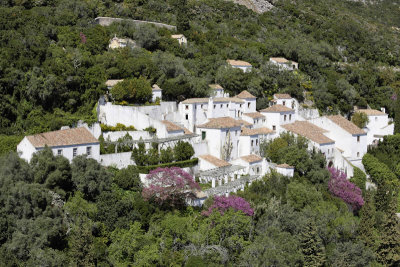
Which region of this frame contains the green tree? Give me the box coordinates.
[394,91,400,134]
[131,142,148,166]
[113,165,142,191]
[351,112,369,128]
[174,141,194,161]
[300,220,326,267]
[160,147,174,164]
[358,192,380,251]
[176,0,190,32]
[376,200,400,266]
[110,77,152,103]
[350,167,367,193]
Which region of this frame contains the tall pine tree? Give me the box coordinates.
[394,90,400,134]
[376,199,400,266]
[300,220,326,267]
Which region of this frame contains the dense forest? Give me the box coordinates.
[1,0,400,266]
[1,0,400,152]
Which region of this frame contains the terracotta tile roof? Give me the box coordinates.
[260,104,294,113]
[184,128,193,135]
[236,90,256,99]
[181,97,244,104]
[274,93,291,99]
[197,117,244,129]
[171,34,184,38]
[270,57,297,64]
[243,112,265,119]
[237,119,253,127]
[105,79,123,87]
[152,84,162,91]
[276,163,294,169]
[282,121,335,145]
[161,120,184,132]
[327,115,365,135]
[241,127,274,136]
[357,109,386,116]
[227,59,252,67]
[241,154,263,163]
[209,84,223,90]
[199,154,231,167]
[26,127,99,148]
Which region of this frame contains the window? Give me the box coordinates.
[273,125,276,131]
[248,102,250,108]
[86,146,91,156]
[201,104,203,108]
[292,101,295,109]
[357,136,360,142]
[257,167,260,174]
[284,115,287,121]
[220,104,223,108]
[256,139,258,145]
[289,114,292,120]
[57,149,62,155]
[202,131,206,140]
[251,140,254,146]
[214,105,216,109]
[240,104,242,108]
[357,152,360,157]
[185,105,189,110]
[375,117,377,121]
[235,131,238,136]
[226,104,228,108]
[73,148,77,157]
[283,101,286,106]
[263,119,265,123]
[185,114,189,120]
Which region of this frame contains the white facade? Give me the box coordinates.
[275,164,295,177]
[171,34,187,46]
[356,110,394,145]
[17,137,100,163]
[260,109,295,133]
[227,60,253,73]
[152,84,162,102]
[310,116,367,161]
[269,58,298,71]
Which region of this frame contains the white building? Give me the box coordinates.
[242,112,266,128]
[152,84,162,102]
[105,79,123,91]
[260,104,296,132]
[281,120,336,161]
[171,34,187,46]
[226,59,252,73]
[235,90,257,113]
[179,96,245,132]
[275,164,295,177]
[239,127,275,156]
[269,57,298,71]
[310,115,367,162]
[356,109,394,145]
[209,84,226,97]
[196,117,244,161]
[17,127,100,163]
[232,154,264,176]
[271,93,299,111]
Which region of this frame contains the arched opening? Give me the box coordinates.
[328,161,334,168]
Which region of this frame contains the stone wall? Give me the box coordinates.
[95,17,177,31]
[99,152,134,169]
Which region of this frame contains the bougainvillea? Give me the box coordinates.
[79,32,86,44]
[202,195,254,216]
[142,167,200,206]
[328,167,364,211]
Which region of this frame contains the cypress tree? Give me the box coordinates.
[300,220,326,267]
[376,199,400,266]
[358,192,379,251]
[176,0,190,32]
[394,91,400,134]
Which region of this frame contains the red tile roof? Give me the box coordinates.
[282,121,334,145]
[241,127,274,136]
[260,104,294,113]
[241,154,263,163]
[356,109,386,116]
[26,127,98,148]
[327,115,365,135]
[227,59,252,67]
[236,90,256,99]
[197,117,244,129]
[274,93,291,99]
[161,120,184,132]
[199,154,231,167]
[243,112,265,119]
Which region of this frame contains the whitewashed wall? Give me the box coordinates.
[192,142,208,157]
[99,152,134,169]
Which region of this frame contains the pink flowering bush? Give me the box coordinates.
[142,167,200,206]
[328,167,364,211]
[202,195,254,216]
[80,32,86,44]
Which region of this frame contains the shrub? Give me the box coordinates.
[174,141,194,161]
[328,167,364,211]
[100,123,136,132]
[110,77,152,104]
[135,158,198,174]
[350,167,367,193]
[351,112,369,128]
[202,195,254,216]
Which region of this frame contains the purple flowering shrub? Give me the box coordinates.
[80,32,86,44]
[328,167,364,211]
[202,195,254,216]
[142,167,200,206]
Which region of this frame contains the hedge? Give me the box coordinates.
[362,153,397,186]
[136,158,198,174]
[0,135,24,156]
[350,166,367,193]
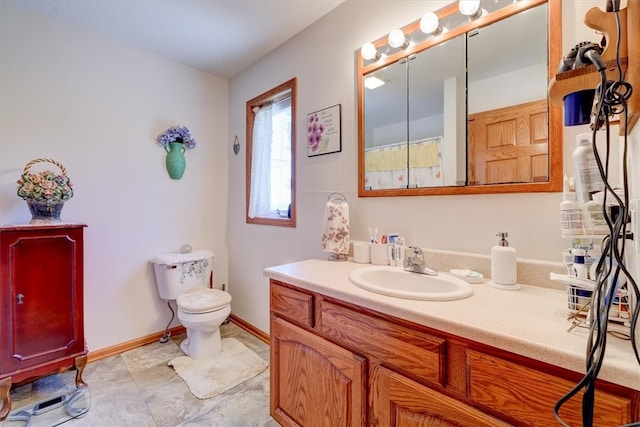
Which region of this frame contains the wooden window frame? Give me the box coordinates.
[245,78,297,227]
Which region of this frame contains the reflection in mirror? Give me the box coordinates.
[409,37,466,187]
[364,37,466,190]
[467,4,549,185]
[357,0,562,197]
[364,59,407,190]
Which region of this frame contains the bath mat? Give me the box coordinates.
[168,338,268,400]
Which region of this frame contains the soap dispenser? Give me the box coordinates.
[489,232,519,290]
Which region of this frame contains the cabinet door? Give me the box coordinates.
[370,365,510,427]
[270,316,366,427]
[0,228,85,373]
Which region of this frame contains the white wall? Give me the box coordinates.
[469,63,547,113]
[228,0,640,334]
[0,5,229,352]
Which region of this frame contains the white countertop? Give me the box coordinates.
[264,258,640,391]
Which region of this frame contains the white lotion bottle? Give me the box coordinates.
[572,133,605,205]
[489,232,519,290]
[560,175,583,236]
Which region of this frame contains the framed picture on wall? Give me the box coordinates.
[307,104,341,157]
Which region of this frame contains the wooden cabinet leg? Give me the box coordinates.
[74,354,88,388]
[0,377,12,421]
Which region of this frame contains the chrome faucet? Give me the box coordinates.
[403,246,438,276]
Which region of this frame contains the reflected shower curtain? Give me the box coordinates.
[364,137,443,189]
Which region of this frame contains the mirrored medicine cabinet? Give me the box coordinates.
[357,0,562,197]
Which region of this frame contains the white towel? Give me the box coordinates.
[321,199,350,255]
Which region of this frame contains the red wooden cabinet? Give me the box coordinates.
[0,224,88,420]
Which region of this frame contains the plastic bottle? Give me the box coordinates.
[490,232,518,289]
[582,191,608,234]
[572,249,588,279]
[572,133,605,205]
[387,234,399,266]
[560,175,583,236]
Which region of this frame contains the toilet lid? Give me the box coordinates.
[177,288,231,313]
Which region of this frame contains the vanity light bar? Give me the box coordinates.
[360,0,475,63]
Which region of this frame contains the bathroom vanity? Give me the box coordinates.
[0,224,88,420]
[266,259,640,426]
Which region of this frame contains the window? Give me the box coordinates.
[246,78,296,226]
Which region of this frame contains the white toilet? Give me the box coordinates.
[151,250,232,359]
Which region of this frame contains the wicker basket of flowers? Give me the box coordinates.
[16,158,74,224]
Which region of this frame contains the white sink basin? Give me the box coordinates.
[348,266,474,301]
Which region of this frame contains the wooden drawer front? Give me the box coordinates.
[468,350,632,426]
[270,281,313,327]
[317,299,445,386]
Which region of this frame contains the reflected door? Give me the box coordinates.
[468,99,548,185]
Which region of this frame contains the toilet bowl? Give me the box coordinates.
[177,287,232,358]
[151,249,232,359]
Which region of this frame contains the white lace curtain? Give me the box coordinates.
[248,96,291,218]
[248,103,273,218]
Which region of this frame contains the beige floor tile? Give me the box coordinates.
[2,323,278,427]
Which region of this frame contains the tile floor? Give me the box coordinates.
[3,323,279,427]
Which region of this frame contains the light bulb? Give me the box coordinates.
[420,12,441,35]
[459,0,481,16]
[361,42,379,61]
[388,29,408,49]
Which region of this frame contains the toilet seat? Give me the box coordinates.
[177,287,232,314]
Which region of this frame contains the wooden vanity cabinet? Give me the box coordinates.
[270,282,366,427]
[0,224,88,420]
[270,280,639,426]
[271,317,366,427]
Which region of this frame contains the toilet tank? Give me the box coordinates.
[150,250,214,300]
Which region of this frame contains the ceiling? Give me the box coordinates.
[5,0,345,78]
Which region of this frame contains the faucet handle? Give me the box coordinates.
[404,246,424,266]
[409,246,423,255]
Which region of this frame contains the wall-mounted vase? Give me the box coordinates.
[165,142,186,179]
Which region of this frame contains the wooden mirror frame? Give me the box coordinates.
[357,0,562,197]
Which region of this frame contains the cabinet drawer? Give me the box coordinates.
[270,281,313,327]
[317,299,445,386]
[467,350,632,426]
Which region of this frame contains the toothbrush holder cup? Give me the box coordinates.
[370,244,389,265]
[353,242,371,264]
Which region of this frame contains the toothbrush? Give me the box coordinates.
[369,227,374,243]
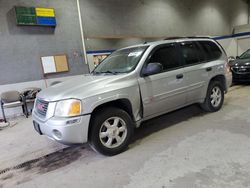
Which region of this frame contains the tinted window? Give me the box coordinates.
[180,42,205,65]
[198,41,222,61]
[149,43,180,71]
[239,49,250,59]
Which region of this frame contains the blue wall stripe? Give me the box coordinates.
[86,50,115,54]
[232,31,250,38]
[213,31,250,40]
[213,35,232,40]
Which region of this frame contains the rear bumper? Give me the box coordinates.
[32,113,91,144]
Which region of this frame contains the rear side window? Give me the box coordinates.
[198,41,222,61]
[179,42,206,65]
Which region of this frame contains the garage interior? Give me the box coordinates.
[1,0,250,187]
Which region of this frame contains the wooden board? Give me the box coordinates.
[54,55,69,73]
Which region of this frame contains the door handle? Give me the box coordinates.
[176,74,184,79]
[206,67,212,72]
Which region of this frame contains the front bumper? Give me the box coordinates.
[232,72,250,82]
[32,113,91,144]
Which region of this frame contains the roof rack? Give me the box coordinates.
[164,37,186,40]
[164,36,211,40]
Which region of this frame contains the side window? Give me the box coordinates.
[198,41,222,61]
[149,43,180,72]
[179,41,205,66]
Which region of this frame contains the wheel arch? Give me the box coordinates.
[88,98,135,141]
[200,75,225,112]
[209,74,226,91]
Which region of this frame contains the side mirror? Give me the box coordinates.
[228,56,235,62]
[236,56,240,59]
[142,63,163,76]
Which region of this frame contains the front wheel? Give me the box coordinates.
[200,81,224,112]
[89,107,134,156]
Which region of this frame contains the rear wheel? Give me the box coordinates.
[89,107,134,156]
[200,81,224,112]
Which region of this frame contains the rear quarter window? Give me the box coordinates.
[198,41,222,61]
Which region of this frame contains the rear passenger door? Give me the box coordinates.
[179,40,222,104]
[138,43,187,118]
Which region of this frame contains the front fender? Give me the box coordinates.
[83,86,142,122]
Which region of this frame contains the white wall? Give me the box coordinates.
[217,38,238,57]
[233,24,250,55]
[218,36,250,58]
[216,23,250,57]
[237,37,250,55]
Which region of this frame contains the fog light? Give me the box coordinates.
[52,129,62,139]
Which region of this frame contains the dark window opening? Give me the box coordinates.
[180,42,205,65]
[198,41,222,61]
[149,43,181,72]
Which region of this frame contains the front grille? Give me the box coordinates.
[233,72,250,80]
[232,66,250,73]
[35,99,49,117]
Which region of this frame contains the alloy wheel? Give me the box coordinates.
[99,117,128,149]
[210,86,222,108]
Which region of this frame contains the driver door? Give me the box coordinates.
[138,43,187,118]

-------

### What you have to do
Begin with the line holding "Which region of this frame contains the driver" and end with the last line of the material. Copy all of them exactly.

### Exercise response
Which region of this frame contains the driver door? Give me the box coordinates.
[138,43,187,118]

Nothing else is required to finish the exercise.